WORK ORDER A
Answer these about the circular economy excerpt below:
(i) What kind of energy does it say should power the system?
(ii) How many building blocks does its heading name?
(iii) What reduction in carbon dioxide emissions by 2030 does the Ellen MacArthur Foundation research predict?
WORK ORDER B
Transcribe the circular economy excerpt below word for word, from "Through a shift" to "and consume goods.".

DOCUMENT EXCERPT
○ ○ ○

Through a shift in perspective, businesses have the power to re-design the way our economy works by designing products that can be ‘made to be made again’ – powering the system with renewable energy and changing the way we make, buy and consume goods.

Four essential building blocks – how businesses can embrace the circular economy

Embracing a circular economy mindset is about keeping resources and assets for as long as possible, extracting the maximum value from them, favouring access to services over ownership and regenerating materials to create further value. As such, it’s not a sector-specific approach: the circular economy is something that every business can adopt. And the benefits of such a system are undeniable. Research undertaken by the Ellen MacArthur Foundation, a pioneer in circular methodology, predicts that widespread adoption of circular principles could see a 48% reduction in carbon dioxide emissions by 2030.

○ ○ ○

RECORDS SHOWN
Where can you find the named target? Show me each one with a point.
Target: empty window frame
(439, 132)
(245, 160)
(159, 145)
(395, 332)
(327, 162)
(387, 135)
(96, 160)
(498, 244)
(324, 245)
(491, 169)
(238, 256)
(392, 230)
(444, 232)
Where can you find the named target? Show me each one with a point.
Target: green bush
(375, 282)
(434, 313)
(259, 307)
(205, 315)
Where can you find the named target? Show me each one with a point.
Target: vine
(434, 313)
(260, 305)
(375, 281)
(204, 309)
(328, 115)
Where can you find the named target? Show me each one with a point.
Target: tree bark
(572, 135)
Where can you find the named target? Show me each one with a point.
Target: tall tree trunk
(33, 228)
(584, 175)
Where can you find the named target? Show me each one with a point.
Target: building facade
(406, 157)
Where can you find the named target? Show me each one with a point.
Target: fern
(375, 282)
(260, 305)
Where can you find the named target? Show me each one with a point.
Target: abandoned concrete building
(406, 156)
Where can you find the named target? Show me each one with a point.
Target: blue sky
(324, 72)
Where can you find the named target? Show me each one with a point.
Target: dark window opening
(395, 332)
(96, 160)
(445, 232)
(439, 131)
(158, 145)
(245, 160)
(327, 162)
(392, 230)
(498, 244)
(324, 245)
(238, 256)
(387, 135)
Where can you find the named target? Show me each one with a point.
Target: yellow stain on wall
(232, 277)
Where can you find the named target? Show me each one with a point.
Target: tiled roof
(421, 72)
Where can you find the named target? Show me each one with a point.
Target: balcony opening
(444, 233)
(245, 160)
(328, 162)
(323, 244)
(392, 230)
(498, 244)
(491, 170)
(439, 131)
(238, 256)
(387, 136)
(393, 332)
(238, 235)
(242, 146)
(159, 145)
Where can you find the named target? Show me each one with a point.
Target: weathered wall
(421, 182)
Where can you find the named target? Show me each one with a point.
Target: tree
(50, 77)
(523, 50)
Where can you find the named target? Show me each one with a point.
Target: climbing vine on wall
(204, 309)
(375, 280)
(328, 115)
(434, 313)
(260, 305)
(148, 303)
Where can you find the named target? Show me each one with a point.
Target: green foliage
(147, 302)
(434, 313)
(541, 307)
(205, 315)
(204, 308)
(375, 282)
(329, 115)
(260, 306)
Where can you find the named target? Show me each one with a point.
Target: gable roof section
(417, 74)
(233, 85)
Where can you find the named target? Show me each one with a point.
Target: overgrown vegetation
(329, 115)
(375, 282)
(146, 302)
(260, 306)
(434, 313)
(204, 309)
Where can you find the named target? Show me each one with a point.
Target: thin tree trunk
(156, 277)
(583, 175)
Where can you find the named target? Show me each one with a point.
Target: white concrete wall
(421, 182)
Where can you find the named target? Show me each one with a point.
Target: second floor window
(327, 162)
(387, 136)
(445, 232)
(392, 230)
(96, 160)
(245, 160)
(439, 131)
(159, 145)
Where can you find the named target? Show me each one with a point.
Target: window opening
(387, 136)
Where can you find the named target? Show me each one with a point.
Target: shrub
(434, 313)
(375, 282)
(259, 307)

○ ○ ○

WRITTEN REPLY A
(i) Renewable energy.
(ii) Four.
(iii) A 48% reduction.

WRITTEN REPLY B
Through a shift in perspective, businesses have the power to re-design the way our economy works by designing products that can be ‘made to be made again’ – powering the system with renewable energy and changing the way we make, buy and consume goods.